_PARTS OF THE EXERCISE_
A – In the post about living with the grandmother, what company did she work for?
B – List every word in the post about living with the grandmother that is written entirely in capital letters for emphasis.
C – Pick up the post about living with the grandmother after its last sentence and keep writing.

_DOCUMENT_
Begin

First of all, lmao, especially to the sink hose and the headlight slippers!  But the talk of inside jokes made me think of one of them that my DH and I have.  (we practically have our own language).

We lived with my 86 year-old grandmother for a while while our house was being built (she and my hubby are RIDICULOUSLY close... I always told him, "look, if you wanna go sleep in Nan's room, it's cool!").  She's not your typical grandmother.  She's very fun and bawdy and EVERYONE loves her (it's pretty disgusting actually... but it happens everywhere we go 100% across the board! ).  Anyway, she worked at Revlon as a bigwig for a million years and she's ALWAYS telling us the same stories, again and again.  I usually shut her down, but Nick lets her keep going (because he's WAY more polite than I am... and they're in love).  We've heard the same stories about the same people so many times at this point that we could tell them better than she can... or close to it.

End

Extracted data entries
Begin

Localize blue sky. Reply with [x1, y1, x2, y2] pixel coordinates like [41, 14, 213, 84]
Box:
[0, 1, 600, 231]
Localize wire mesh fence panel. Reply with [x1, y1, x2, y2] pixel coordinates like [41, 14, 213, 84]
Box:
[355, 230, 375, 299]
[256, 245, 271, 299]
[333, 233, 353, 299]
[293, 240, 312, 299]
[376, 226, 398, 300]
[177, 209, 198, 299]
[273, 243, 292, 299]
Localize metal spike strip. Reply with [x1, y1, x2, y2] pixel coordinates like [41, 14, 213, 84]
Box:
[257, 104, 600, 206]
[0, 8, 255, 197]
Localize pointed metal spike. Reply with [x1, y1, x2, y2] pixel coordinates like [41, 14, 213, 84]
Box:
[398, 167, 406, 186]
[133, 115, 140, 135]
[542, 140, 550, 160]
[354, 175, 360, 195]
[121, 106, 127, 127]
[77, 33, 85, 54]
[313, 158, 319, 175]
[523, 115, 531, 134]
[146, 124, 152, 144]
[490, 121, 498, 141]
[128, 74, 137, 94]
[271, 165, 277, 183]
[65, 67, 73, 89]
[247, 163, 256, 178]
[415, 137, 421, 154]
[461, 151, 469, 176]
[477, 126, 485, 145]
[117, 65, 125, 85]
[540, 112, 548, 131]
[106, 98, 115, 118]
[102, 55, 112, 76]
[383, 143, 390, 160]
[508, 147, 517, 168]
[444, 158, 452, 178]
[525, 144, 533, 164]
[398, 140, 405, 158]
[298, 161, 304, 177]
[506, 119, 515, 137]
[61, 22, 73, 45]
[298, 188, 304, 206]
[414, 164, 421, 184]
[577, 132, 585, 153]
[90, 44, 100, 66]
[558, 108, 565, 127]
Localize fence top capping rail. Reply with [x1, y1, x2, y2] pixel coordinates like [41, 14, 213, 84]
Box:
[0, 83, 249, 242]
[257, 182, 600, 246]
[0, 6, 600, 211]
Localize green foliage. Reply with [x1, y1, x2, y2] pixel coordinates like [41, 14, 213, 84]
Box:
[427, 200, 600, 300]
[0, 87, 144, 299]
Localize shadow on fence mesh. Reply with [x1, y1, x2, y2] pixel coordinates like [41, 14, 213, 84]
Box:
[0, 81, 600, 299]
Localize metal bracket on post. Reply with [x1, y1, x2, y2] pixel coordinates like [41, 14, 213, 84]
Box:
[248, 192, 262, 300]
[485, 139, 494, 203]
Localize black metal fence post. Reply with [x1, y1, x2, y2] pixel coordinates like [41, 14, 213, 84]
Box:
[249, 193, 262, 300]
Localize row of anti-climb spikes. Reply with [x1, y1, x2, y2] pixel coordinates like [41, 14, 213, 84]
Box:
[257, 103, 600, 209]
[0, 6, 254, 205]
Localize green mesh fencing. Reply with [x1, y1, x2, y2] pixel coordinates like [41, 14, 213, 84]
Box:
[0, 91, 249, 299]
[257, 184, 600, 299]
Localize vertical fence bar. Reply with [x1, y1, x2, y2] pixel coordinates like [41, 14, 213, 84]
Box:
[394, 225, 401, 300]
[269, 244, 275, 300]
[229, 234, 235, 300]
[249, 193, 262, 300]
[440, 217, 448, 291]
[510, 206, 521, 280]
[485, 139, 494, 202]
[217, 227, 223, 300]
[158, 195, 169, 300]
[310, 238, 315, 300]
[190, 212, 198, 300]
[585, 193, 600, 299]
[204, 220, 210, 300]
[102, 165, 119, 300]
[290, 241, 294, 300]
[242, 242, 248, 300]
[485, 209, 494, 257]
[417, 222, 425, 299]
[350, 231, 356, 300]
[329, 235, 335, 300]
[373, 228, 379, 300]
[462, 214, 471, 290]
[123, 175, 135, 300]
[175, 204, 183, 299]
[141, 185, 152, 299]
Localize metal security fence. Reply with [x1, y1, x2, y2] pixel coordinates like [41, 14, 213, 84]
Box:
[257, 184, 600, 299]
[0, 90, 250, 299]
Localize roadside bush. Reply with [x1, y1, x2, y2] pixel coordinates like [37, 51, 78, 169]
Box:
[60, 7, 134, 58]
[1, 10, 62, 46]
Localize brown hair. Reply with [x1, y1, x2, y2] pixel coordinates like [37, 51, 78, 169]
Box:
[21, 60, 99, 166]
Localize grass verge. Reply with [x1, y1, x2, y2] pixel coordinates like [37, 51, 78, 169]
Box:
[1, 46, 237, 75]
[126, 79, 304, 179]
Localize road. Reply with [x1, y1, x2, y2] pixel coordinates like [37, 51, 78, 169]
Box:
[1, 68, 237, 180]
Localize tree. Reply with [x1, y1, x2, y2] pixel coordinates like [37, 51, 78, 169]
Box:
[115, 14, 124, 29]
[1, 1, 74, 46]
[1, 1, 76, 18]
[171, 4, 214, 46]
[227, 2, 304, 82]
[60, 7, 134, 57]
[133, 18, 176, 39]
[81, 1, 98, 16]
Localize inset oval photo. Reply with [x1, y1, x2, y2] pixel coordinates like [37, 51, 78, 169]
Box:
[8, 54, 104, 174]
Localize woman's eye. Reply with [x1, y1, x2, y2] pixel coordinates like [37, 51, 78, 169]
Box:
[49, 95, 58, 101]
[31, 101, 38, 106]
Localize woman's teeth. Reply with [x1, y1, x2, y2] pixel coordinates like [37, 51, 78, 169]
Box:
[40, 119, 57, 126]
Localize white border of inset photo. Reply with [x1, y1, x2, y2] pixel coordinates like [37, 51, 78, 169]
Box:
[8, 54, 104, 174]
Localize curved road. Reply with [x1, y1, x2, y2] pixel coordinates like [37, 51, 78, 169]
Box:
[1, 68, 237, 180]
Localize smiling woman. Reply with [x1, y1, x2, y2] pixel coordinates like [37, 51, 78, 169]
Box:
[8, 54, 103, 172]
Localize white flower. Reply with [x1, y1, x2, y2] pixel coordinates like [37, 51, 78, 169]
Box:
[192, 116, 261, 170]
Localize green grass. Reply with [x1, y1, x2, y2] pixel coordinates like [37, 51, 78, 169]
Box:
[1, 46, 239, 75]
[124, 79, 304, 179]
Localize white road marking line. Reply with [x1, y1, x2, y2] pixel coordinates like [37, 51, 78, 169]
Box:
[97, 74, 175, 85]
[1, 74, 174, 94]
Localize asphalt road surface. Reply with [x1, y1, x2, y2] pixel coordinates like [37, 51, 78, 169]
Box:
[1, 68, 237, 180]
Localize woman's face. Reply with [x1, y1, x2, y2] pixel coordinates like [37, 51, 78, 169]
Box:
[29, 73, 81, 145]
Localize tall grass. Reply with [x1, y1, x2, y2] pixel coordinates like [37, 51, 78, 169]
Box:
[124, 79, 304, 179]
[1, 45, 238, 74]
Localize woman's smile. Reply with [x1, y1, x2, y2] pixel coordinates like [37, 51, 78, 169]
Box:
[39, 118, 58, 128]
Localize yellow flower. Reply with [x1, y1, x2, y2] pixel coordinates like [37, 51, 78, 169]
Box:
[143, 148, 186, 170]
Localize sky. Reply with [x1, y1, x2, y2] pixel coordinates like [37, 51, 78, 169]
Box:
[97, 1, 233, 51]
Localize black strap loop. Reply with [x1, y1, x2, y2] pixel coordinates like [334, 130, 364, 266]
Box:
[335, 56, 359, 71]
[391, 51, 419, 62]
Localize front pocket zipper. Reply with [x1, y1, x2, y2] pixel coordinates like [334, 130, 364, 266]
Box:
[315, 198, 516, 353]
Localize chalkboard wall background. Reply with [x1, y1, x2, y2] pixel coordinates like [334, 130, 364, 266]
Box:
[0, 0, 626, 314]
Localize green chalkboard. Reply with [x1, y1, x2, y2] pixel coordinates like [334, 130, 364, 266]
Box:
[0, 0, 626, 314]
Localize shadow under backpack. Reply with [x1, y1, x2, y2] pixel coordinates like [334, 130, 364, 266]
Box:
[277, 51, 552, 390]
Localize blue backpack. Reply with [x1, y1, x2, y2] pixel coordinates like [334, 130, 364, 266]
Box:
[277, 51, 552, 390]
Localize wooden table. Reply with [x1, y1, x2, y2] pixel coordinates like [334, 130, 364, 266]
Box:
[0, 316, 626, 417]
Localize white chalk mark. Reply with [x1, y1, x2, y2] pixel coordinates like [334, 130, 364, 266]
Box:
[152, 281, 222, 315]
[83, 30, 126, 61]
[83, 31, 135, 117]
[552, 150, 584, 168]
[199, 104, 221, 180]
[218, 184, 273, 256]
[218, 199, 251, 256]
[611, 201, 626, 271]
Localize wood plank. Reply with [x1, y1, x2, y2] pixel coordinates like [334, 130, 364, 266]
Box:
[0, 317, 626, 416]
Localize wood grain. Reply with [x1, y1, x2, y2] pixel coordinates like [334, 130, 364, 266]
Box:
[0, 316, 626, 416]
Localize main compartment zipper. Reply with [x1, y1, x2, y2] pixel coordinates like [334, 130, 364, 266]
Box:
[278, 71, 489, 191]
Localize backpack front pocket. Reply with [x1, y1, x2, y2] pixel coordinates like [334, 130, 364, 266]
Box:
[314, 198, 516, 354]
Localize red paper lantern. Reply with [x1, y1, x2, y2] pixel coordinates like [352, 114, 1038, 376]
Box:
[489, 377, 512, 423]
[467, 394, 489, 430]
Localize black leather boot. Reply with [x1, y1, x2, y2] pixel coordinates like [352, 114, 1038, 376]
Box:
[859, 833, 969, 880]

End

_RESULTS BY TASK_
A – Revlon

B – RIDICULOUSLY, EVERYONE, ALWAYS, WAY

C –
Now, when one of us starts to tell the other something that we've already told the other, we say "yeah yeah yeah, Jordan Wilkins."  Or you may be in the middle of telling something and you'll get interrupted with "mmm hmm, Pete Sharkey."  
One of the best times was in her kitchen, Nick started telling a story and he said something about playing basketball with Jordan Wilkins and Nan said "YOU KNOW JORDAN WILKINS?!?"  Nick started spouting off all of these facts about Jordan Wilkins and she was just beside herself that Nick knew the name.  (sigh...) oh Nan....


Anyway, go about your business... (quietly exits)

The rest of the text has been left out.